En inscrivant le pronom neutre dans sa version en ligne, le Robert n’a fait que son travail : rendre compte des usages, estime la linguiste. Cela ne vaut pas une panique ministérielle !
Du Robert, Alain Rey disait qu’il était, «au contraire de l’Académie française, […] un observatoire, pas un conservatoire» (entretien à la Liberté du 4 novembre 2017). S’il était encore en vie, il se réjouirait sans doute de l’entrée du pronom valise «iel» dans la version numérique de son dictionnaire, lerobert.com. Mais il se réjouirait moins de la tempête polémique qui secoue à présent sa maison, et nos médias. Le Robert est-il en train d’être emporté par une vague de fond idéologique puissante et redoutable, le «wokisme» ? (j’ai rarement vu un mot se vider en si peu de temps de son sens originel, positif, puis, une fois affublé du suffixe -«isme», devenir l’épouvantail préféré de tout un tas de politiques qui ont compris comment faire peur à peu de frais).

________

(Objectif)
Répondez à ces questions à partir du texte sur le pronom « iel ».
1. Selon la linguiste, en quoi consiste le travail que le Robert a fait en inscrivant le pronom neutre ?
2. D'après Alain Rey, qu'est le Robert, au contraire de l'Académie française ?
3. Dans quelle version du dictionnaire le pronom « iel » est-il entré ?

________

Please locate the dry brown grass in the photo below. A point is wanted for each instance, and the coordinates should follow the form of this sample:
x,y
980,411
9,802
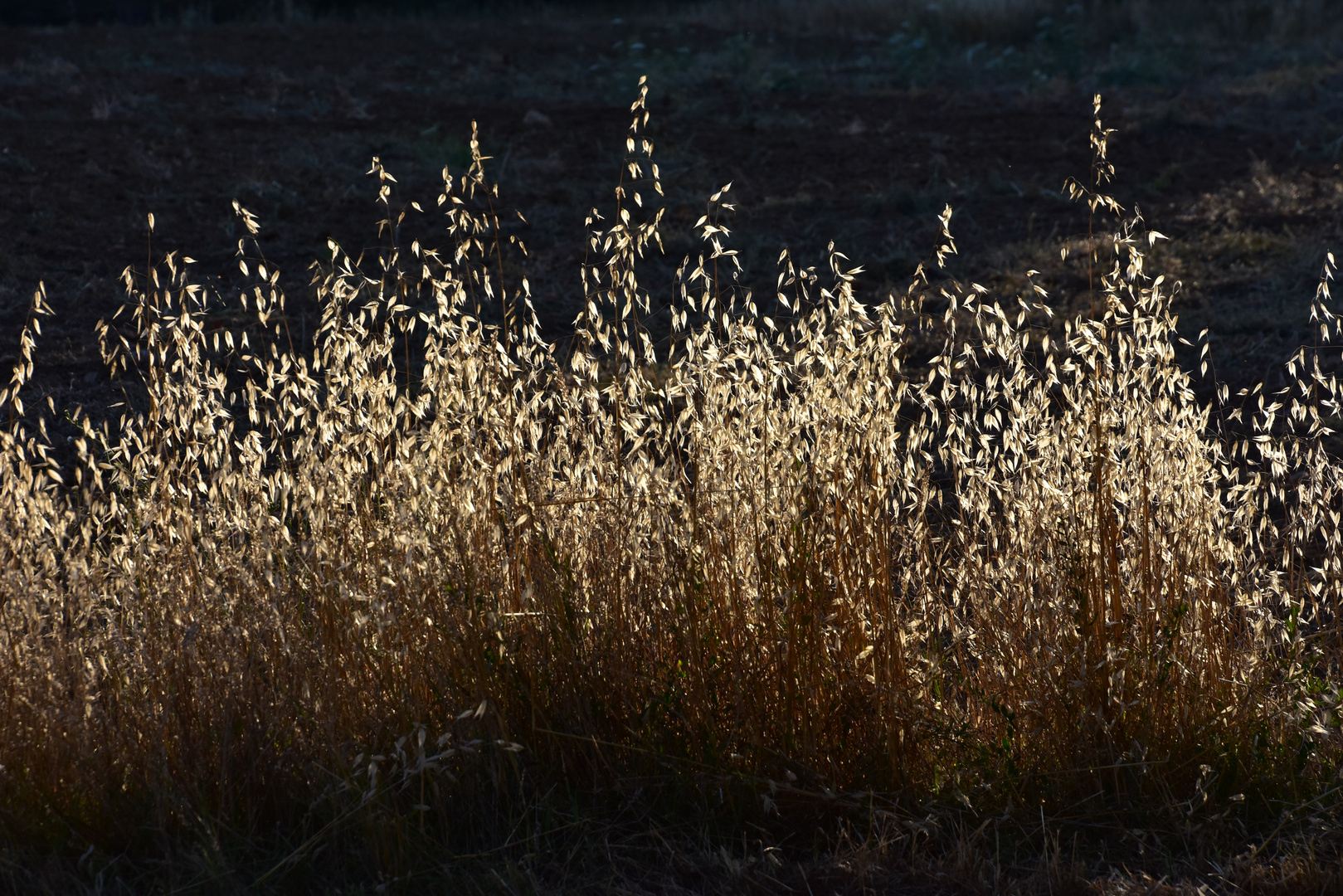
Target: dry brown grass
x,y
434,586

________

(Réponse)
1. Il consiste à rendre compte des usages.
2. C'est un observatoire, pas un conservatoire.
3. Il est entré dans la version numérique, lerobert.com.